■ **Página**
::::::::::

Guzmán podría resolverles el problema: ahora quiere que la entrevista se realice en su ministerio. En tal caso, de la oposición irían solo los gobernadores. Guzmán no quiere ser de nuevo víctima del protagonismo de Sergio Massa y su ensoñación de una especie de cogobierno parlamentario cuyo obvio titular sería Sergio Massa. Esa fantasía es tan intensa que, cuando se discutió el presupuesto, propuso a la oposición agregar un artículo según el cual, si a los seis meses de ejecución las variables no eran las prometidas por Guzmán, cualquier reformulación quedaría a cargo del Legislativo. Una amputación de las facultades del ministro de Economía y del jefe de Gabinete, Juan Manzur. Ni siquiera con esa propuesta Massa consiguió rescatar el proyecto. Pero él insiste en presentarse como el redentor de un gobierno sin rumbo. Entiende que esa sería la plataforma de lanzamiento para una candidatura presidencial, atada a otra de Máximo Kirchner para la gobernación bonaerense
Al ministro de Economía, que también arma mesas empresariales con la fantasía de lanzarse a la Presidencia, no le preocupa sólo limitar a Massa. Más le interesa que, mientras Cafiero se reúne con Blinken para conseguir respaldo a la política económica, esa política, o la falta de ella, sea vilipendiada en el Congreso por los diputados de la oposición.

::::::::::

■ **Registros almacenados**
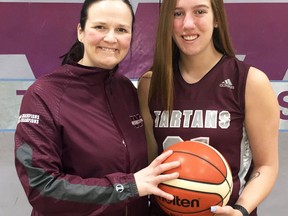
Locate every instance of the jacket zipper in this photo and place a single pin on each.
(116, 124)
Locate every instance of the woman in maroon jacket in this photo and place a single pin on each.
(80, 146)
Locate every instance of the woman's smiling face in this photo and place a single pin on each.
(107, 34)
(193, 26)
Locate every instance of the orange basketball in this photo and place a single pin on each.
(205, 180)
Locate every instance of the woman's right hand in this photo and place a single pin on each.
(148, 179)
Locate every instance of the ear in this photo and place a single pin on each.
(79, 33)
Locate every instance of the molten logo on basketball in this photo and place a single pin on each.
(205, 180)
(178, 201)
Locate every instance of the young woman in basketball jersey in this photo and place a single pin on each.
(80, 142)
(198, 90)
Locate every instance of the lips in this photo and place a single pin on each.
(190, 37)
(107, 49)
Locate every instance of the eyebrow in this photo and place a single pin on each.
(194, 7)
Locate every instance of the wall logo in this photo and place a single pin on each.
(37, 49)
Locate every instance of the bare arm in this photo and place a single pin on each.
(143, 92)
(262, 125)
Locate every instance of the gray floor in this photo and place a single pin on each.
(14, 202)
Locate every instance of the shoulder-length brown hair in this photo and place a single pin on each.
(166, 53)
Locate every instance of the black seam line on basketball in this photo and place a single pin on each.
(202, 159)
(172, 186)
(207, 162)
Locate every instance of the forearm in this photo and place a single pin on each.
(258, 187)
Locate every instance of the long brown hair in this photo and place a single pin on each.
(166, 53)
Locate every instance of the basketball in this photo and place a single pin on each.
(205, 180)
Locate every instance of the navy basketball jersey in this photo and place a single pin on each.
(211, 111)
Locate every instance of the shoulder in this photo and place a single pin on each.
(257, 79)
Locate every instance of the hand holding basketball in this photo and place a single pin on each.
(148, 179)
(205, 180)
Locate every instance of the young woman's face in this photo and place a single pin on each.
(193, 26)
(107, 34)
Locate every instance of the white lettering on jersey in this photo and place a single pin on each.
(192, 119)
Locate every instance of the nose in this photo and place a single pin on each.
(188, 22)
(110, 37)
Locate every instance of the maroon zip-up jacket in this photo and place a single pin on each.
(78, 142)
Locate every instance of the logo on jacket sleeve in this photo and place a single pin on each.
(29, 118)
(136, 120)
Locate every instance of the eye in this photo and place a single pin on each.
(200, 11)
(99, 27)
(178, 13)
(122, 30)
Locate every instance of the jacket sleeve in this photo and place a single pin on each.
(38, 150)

::::::::::

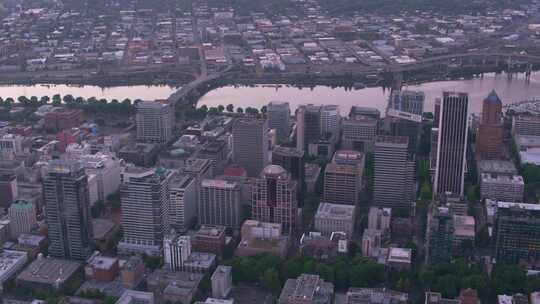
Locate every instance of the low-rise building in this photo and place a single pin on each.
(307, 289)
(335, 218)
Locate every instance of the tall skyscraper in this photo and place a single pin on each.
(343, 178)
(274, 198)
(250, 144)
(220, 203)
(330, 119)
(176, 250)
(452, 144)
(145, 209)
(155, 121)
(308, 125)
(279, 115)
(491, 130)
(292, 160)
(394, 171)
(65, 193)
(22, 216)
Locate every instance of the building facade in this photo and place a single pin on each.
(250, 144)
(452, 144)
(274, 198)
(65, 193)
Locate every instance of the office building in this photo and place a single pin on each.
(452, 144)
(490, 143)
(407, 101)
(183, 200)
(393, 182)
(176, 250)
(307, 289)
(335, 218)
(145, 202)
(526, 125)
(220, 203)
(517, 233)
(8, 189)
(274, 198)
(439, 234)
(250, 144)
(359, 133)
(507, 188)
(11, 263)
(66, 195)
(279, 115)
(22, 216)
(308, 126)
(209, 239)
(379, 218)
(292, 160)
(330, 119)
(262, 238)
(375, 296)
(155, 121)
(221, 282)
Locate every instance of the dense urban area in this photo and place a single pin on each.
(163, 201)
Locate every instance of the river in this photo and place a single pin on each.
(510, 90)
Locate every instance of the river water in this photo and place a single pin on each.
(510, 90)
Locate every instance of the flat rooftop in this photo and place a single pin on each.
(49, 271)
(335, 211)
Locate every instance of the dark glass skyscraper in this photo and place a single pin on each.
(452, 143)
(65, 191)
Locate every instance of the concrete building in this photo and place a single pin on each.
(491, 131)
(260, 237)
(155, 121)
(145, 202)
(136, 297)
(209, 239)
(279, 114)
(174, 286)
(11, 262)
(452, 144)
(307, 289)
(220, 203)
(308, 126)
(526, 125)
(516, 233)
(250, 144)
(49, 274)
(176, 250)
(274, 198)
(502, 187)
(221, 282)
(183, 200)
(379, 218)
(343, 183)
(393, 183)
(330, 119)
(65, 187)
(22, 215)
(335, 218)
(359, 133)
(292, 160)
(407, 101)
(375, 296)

::::::::::

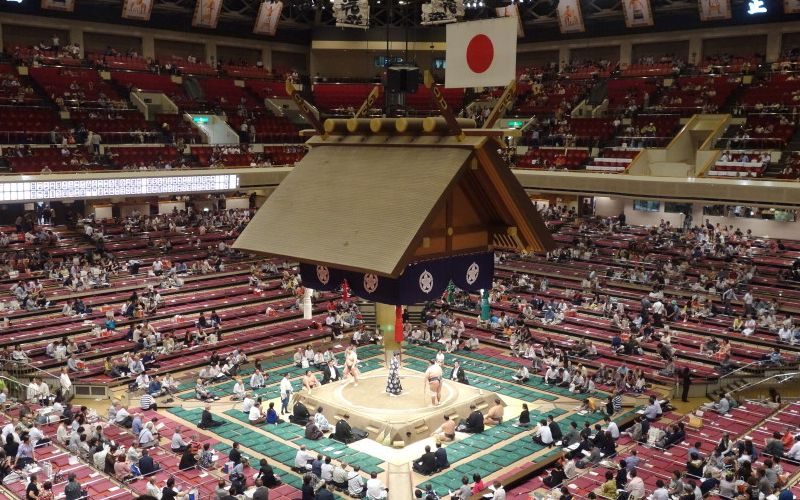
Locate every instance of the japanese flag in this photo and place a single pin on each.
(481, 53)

::::::::::

■ **Consigna**
Conteste brevemente, según la página:
(a) ¿En qué lugar quiere ahora Guzmán que se realice la entrevista?
(b) ¿Quién es el jefe de Gabinete?
(c) ¿Con quién se reúne Cafiero para conseguir respaldo a la política económica?
Los registros no guardan relación alguna con la página.

■ **Respuesta completa**
(a) En su ministerio.
(b) Juan Manzur.
(c) Con Blinken.